> **Exercise details**
Transcribe the entries in full, keeping each word as it is.

####

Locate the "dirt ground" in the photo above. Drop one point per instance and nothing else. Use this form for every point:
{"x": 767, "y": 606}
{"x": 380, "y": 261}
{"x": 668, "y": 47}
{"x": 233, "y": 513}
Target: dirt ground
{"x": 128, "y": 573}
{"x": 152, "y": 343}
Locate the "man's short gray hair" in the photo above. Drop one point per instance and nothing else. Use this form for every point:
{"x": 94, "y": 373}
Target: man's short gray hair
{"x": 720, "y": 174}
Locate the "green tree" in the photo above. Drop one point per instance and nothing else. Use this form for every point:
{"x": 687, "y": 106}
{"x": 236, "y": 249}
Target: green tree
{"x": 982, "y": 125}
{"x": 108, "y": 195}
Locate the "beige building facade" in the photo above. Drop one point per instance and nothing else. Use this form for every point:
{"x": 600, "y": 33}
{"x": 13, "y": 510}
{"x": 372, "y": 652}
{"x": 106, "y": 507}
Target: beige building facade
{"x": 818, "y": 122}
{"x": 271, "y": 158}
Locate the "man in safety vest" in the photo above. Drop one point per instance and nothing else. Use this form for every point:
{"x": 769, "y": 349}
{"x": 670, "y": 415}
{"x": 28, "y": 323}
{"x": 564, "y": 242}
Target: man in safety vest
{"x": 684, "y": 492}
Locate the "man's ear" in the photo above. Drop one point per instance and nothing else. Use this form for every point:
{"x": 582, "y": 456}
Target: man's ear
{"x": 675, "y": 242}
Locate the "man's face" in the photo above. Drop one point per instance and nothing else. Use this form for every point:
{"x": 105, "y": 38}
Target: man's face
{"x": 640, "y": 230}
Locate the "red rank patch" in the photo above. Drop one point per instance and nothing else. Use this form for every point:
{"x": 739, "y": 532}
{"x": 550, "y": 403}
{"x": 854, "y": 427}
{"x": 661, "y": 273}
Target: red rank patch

####

> **Answer space**
Locate the "dirt ground" in the photo above. Drop one point per instance and nothing else. Use this form for every point:
{"x": 767, "y": 606}
{"x": 380, "y": 261}
{"x": 668, "y": 47}
{"x": 233, "y": 513}
Target: dirt ground
{"x": 128, "y": 573}
{"x": 152, "y": 343}
Locate the "man's short gray hair" in the photo above. Drop one point per instance and nothing else. Use this form for every point:
{"x": 94, "y": 373}
Target: man's short gray hair
{"x": 720, "y": 174}
Locate the "green tree" in the photo above. Drop one point per instance and nothing else. Use this form for every point:
{"x": 687, "y": 106}
{"x": 236, "y": 249}
Target: green tree
{"x": 982, "y": 125}
{"x": 108, "y": 195}
Locate the "beige building facade" in the photo above. Drop one point per instance and nothing else. Use this form for every point:
{"x": 600, "y": 33}
{"x": 13, "y": 510}
{"x": 372, "y": 652}
{"x": 106, "y": 507}
Target: beige building facade
{"x": 818, "y": 122}
{"x": 271, "y": 158}
Locate the "man in safety vest" in the photo above. Drop one point per instance and nothing else. Use this form for every point:
{"x": 769, "y": 349}
{"x": 670, "y": 415}
{"x": 28, "y": 323}
{"x": 564, "y": 242}
Target: man in safety vest
{"x": 684, "y": 492}
Locate the "man's ear" in the photo above. Drop one point per instance and nothing else. Use this form for every point:
{"x": 582, "y": 456}
Target: man's ear
{"x": 675, "y": 242}
Locate the "man's face" in the photo above. Drop one point per instance and nothing else. Use this form for every point:
{"x": 105, "y": 38}
Target: man's face
{"x": 640, "y": 230}
Locate the "red rank patch" in the photo above. Drop one point per instance and nothing else. Use this form for every point:
{"x": 739, "y": 532}
{"x": 550, "y": 403}
{"x": 854, "y": 427}
{"x": 661, "y": 273}
Target: red rank patch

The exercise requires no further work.